Extracted text
§

Dear Representative Russell:
This is in response to your request for an opinion which reads as follows:
"(1) Do certified teachers who are now employed in various administrative and supervisory positions other than in positions of principal and assistant principal and who have achieved tenure status in the district prior to and at the time of assuming the administrative or supervisory position retain his or her status as a tenure teacher with the school district:
"(a) While employed in the administrative or supervisory position at the present time; and
"(b) after the teacher leaves the administrative or supervisory position and returns to teaching;
"(c) if the teacher resigns or is removed from such nonteaching position.
"(2) If a permanent teacher of a six director school district accepts a non-teaching supervisory, administrative or curriculum consultant position with the school district, other than as principal or assistant principal, does he or she retain the right to continued employment with the school district as a permanent teacher if he or she thereafter resigns from or is removed from such non-teaching positions?"

§

Data segment

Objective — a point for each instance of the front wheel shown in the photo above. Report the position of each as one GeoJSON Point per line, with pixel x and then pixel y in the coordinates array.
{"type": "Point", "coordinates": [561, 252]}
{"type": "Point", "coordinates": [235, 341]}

§

The problem
Extend the opinion letter on teacher tenure past its final sentence. The material placed after the letter comes from a separate source.

Final answer
You indicate that the various administrative and supervisory positions in which certified teachers are employed include assistant superintendent, business director, assistant to the superintendent and activities director. These positions involve non-teaching duties, but each person holding such position was, prior to accepting the supervisory position, a permanent teacher as defined in Section 168.104(4), RSMo 1978.
Further, you indicate that a second class of persons exists who are designated curriculum consultants and department chair-persons. These persons teach a portion of each day and perform administrative duties the remaining portion of each day. Each of these consultants and chairpersons achieved tenure prior to becoming a consultant or chairperson. For purposes of this opinion, we shall divide the administrative personnel described into two separate categories — those whose functions include primarily teaching duties and those whose positions are entirely administrative.
Section 168.104(4), RSMo, defines "permanent teacher" and establishes the requirements for the achievement of tenure by Missouri teachers.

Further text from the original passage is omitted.